## Exercise 1
In the news item about Carlos Lopez-Cantera and the Senate race, who first reported that Lopez-Cantera encouraged Rubio to reconsider his decision?

## Quoted text

Carlos Lopez-Cantera will not file to run for U.S. Senate if Marco Rubio decides to run for re-election.

In an email to supporters Wednesday, Lopez-Cantera said he will get out of the race if Rubio, his longtime friend, were to decide to run for re-election.

“I have asked Sen. Marco Rubio to reconsider his decision and enter the Senate race. The decision is his and his alone to make,” said Lopez-Cantera in his email. “As friends for 20 years, this race is so much bigger than the two of us, and, as you have heard me say on the trail, this race isn’t about an individual, this race is about Florida and the future of our country.”

On Wednesday, Marc Caputo with POLITICO Florida first reported Lopez-Cantera encouraged Rubio to reconsider his decision.

## Stored data
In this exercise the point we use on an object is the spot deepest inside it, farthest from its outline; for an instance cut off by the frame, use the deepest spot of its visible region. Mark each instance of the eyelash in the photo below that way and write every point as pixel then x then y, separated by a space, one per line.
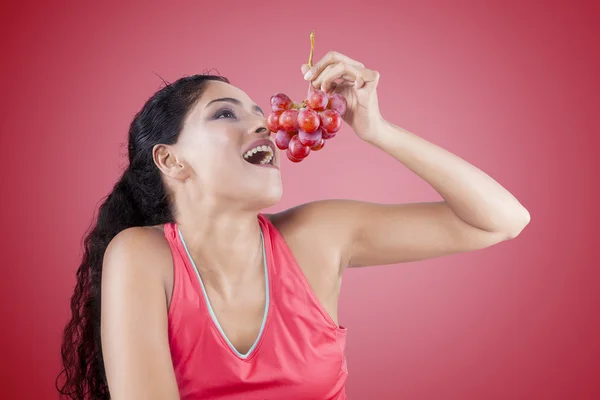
pixel 223 112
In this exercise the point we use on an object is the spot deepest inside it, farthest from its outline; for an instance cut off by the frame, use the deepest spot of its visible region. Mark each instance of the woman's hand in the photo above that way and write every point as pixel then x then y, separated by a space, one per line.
pixel 337 73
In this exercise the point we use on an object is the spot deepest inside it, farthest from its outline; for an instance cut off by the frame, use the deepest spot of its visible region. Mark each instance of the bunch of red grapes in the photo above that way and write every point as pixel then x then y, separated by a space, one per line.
pixel 304 127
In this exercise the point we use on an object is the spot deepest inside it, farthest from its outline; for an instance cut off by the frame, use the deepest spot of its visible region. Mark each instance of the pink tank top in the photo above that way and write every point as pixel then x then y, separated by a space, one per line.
pixel 298 354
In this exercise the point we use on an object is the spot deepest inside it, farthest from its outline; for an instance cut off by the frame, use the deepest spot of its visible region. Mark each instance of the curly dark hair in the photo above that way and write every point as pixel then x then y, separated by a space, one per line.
pixel 139 198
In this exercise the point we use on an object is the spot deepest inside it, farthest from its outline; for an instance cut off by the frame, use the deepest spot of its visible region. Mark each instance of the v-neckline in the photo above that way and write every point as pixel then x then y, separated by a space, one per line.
pixel 210 308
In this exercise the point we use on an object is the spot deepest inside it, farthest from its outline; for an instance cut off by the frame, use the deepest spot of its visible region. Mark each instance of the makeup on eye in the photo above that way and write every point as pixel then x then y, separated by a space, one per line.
pixel 236 102
pixel 225 113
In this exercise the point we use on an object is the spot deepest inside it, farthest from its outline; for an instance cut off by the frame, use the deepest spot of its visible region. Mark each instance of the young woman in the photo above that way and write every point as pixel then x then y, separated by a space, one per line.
pixel 187 291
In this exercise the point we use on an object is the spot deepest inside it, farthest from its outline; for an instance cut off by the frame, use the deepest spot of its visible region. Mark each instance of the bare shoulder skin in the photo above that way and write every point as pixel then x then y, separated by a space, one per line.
pixel 137 273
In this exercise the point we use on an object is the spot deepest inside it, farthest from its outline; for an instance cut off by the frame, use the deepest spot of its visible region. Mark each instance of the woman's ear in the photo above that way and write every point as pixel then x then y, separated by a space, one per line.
pixel 166 160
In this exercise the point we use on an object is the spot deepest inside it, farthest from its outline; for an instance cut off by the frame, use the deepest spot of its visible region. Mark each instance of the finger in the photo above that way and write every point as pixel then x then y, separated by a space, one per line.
pixel 330 58
pixel 338 71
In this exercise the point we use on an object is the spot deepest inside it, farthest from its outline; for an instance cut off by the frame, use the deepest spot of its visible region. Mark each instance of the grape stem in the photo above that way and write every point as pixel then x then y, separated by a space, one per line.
pixel 310 57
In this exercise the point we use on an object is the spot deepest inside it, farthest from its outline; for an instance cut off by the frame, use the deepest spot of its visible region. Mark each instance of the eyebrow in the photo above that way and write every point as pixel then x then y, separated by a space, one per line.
pixel 236 102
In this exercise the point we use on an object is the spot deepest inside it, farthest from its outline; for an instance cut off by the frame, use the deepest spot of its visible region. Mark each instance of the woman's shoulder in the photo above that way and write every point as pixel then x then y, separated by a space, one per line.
pixel 140 250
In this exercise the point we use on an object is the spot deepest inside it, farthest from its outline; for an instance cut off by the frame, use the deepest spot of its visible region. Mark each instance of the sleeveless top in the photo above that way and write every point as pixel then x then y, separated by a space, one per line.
pixel 298 354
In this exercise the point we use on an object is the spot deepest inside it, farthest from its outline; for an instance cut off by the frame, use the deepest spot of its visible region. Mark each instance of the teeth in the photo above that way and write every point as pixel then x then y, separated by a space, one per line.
pixel 265 149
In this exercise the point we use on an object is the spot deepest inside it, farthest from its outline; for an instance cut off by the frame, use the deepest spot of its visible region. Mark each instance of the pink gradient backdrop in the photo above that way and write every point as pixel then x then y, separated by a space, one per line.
pixel 510 86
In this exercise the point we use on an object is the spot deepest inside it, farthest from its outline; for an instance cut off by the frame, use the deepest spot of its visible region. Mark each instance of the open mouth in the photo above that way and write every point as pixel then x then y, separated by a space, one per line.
pixel 260 155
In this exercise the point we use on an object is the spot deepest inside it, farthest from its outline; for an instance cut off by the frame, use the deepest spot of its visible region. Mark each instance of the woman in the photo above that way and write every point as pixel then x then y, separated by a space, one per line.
pixel 204 297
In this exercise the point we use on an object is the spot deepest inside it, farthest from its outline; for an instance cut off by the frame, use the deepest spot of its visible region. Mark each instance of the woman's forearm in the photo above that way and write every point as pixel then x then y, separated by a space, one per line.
pixel 473 195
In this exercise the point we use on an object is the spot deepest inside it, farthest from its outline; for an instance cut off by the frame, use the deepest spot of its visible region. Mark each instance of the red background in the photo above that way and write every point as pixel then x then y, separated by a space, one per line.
pixel 512 87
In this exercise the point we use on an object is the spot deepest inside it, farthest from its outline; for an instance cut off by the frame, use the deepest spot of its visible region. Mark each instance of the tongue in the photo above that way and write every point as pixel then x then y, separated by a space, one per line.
pixel 256 158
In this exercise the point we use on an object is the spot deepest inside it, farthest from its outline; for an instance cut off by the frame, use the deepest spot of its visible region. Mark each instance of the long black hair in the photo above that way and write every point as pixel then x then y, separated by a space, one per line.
pixel 138 199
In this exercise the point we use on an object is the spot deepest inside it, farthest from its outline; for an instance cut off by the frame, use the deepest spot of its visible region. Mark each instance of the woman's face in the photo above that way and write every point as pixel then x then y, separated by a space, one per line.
pixel 226 147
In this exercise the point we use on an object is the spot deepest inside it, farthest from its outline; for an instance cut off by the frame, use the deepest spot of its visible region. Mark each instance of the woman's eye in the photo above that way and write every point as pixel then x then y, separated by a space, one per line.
pixel 225 114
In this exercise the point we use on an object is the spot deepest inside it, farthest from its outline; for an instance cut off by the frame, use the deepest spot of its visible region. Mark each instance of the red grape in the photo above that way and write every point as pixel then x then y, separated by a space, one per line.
pixel 297 149
pixel 280 102
pixel 338 103
pixel 330 121
pixel 273 121
pixel 282 139
pixel 317 100
pixel 327 135
pixel 308 120
pixel 289 120
pixel 319 145
pixel 310 139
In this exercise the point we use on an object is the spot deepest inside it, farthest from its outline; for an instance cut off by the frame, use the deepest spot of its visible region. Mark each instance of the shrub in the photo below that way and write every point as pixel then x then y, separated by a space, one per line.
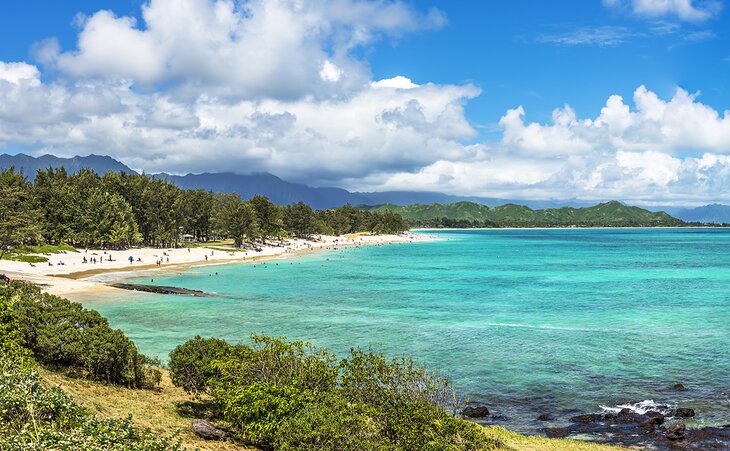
pixel 290 395
pixel 62 333
pixel 332 423
pixel 11 336
pixel 258 386
pixel 35 417
pixel 190 362
pixel 256 410
pixel 410 401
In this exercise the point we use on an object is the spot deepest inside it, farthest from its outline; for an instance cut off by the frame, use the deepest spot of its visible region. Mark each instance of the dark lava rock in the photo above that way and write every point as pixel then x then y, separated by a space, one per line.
pixel 557 432
pixel 204 429
pixel 655 414
pixel 158 289
pixel 475 412
pixel 682 412
pixel 676 432
pixel 647 426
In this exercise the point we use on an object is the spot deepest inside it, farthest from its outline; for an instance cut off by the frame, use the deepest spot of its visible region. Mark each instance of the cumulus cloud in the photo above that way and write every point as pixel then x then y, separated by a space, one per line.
pixel 204 85
pixel 258 48
pixel 687 10
pixel 656 150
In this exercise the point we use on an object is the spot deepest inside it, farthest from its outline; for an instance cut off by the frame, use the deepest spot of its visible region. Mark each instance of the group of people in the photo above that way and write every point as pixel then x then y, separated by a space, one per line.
pixel 94 259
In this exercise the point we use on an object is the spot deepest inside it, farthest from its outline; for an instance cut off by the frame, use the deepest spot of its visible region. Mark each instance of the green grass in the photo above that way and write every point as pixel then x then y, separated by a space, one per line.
pixel 167 410
pixel 45 249
pixel 24 258
pixel 29 254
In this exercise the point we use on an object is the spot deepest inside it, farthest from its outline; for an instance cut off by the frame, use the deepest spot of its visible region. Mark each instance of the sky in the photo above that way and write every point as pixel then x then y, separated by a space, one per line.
pixel 583 99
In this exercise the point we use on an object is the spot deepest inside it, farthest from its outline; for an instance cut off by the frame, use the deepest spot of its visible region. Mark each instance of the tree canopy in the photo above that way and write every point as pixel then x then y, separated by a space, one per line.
pixel 118 210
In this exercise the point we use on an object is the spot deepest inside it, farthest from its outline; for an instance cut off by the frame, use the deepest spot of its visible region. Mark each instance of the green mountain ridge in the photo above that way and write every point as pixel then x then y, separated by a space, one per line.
pixel 470 214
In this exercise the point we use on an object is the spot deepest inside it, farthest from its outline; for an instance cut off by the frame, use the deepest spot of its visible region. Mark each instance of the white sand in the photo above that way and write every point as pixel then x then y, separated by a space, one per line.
pixel 68 276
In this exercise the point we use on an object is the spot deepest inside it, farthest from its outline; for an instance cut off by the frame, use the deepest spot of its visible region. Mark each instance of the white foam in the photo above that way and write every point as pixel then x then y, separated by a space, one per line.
pixel 641 407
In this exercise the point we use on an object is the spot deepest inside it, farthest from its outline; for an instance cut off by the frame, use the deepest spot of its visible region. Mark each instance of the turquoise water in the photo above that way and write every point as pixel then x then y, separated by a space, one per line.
pixel 526 321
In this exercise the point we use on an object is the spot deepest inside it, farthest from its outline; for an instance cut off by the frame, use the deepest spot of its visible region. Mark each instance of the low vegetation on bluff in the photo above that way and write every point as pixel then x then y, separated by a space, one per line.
pixel 268 393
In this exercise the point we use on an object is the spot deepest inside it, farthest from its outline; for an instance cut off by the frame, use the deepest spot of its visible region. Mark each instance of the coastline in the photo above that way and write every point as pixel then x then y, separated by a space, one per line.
pixel 67 275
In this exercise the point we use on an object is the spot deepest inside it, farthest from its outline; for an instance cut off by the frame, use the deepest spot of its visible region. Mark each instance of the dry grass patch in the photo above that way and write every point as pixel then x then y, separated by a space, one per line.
pixel 160 410
pixel 155 409
pixel 515 441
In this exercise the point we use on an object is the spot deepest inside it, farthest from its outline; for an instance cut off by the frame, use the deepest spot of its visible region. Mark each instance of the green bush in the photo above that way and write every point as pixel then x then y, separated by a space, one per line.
pixel 257 410
pixel 332 423
pixel 62 333
pixel 190 362
pixel 35 417
pixel 290 395
pixel 12 341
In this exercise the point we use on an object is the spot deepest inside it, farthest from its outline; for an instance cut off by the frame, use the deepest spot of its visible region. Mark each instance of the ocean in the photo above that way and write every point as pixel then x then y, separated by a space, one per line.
pixel 527 322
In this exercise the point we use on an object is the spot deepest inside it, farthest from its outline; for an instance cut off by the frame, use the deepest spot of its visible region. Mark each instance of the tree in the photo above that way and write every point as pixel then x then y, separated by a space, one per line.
pixel 20 219
pixel 268 216
pixel 299 219
pixel 234 218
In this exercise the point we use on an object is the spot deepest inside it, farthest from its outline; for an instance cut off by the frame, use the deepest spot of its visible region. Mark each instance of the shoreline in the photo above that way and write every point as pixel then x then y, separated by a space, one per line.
pixel 67 276
pixel 432 229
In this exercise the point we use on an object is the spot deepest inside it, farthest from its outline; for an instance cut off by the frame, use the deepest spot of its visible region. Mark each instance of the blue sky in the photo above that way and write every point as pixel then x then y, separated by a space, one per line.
pixel 511 92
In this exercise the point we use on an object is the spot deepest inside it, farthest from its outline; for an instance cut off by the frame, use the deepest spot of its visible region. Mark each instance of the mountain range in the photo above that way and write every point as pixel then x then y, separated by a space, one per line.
pixel 466 214
pixel 284 192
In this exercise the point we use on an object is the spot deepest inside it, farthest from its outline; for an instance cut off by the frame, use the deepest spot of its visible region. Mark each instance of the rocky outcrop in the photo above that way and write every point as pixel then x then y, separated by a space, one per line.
pixel 161 289
pixel 676 432
pixel 475 412
pixel 682 413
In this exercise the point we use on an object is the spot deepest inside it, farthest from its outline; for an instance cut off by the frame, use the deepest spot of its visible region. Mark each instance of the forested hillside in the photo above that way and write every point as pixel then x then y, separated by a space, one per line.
pixel 469 214
pixel 118 210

## Exercise 2
Copy the records verbatim, beginning at the line that contains "of the rocky" and continuing through the final line of the records.

## Worked solution 1
Marc Caputo of POLITICO Florida first reported it.

## Worked solution 2
In this exercise the point we use on an object is the spot deepest inside it, farthest from its outline; for an instance cut off by the frame, use the deepest spot of its visible region. Mark each instance of the rocky outcrop in the photo above that way and write every point as pixel then x then y, separated by a space, one per line.
pixel 161 289
pixel 676 432
pixel 475 412
pixel 682 413
In this exercise the point we use on an object is the spot deepest inside it, farthest from its outline; for an instance cut off by the frame, use the deepest spot of its visible region. Mark each instance of the forested hillside in the photo above that way and write every point as pixel then x then y, separated by a space, one per line.
pixel 469 214
pixel 118 210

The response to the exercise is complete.